Please change each "Target" in the entries below to "Object" and write all the lines out again with nothing else altered. Omit the pictures.

Point-based annotation data
- - - -

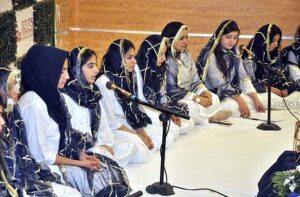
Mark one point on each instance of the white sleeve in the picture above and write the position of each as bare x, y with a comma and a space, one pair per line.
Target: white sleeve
247, 86
140, 83
294, 72
105, 135
37, 127
108, 97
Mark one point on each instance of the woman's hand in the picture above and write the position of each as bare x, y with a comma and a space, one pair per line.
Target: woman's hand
243, 107
108, 148
281, 93
90, 162
207, 94
146, 139
176, 120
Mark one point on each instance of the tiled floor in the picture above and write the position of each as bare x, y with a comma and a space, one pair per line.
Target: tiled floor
229, 159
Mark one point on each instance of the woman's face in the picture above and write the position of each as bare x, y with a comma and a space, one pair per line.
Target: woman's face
90, 69
228, 41
64, 75
161, 56
181, 44
130, 60
2, 122
275, 42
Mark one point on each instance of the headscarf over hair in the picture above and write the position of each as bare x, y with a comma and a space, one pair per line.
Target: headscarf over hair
115, 69
79, 89
214, 47
21, 167
41, 71
154, 74
261, 42
295, 49
172, 31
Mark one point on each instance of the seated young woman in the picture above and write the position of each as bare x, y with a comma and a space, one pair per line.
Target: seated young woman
51, 138
83, 97
183, 82
265, 52
290, 58
32, 177
222, 71
119, 66
151, 59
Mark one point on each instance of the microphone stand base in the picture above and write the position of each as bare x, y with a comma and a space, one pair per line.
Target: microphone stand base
268, 127
165, 189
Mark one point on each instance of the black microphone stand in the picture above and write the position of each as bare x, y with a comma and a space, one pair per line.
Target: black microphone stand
268, 125
161, 187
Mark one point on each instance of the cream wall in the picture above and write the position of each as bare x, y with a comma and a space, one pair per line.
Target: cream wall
97, 23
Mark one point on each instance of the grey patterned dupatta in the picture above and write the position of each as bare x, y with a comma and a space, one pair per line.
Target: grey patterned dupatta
154, 76
230, 62
115, 69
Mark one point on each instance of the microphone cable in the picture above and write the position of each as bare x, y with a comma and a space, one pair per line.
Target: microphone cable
287, 107
183, 188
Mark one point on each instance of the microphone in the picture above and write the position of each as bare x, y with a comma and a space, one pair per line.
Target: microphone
244, 48
136, 194
112, 86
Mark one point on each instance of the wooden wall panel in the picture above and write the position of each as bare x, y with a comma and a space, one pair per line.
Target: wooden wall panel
202, 16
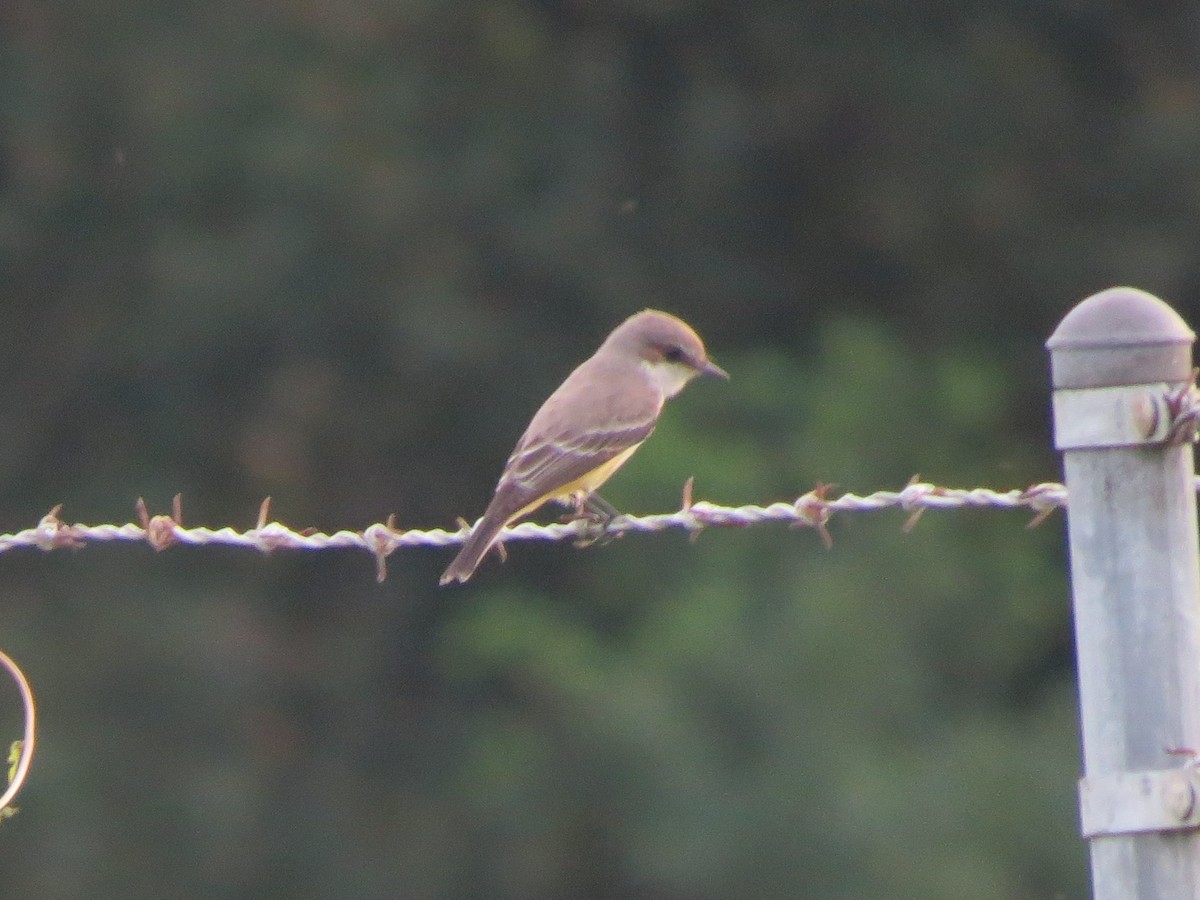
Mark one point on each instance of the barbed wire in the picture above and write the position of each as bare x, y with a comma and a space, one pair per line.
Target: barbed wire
810, 510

- - - -

> COMPLETED EXERCISE
Mark one point on each instance of the white sleeve in the picture above and write the position of each as bare x, y with a comma and a space, one pair per line.
Object: white sleeve
247, 86
140, 83
294, 72
105, 135
37, 127
108, 97
Mark one point on each instance of the woman's hand in the picture above and write the position of each as bare x, y with a comma and a space, one pair per line.
Object: woman's hand
243, 107
108, 148
281, 93
90, 162
207, 94
146, 139
176, 120
Mark one point on each instance of the tiled floor in the picture above and write the position of each as bare x, y with a comma and a space, one pair per line.
Object: tiled floor
229, 159
Mark one point on each instance of the woman's face in the picture above and write the position of each as bare x, y with a comma and a space, one pair per line.
Object: woman's face
90, 69
228, 41
64, 75
161, 56
181, 44
130, 60
2, 122
275, 42
Mark one point on each instance of the headscarf over hair in the picture above and write the position of each as bare x, y with a comma and a space, one pair per line.
Object: headscarf over hair
115, 69
79, 89
214, 47
21, 167
41, 71
154, 74
261, 42
295, 49
172, 31
Mark one point on each instance of the seated young woman in the picture above and write the position of each as bare x, y with a comma and a space, one pair per line.
Object: seated young woman
51, 138
83, 97
183, 82
265, 52
290, 58
32, 177
222, 71
119, 66
151, 59
Mark one point on each instance of the microphone stand base in the picture above and write the position of each as bare x, y with a comma and a space, one pair per line.
Object: microphone stand base
268, 127
165, 189
Mark one point on each instance of the black microphone stand in the picture above and write the position of each as bare x, y with a comma and a space, one pair per line.
Object: black microphone stand
268, 125
161, 187
Mark one point on each instance of the cream wall in the picture above and write the position of each as bare x, y with a comma and a space, one pair per line.
Object: cream wall
97, 23
Mark one point on each instance of the grey patterned dupatta in the picture above and write the position of each as bare x, y with a comma and a space, one pair per line.
Object: grey patterned dupatta
154, 76
230, 62
115, 69
Mark one point on each instance of the microphone cable in the picture above and write the position of each as bare x, y with a comma and a space, one pair per line.
Object: microphone cable
287, 107
183, 188
Mark one point on each instance of the microphone in the picture above and write the position of each as bare x, y with a comma and a space, one pair per line.
Object: microphone
244, 48
136, 194
112, 86
Mark one point on each instance of the wooden wall panel in the picture above and write the position of each as bare x, y with a comma and a space, one pair per line.
Object: wooden wall panel
202, 16
Mark one point on each instance of the barbed wire in the picture above and write the position of each as bare x, y with a comma and a space, one pair per line.
Object: barbed wire
810, 510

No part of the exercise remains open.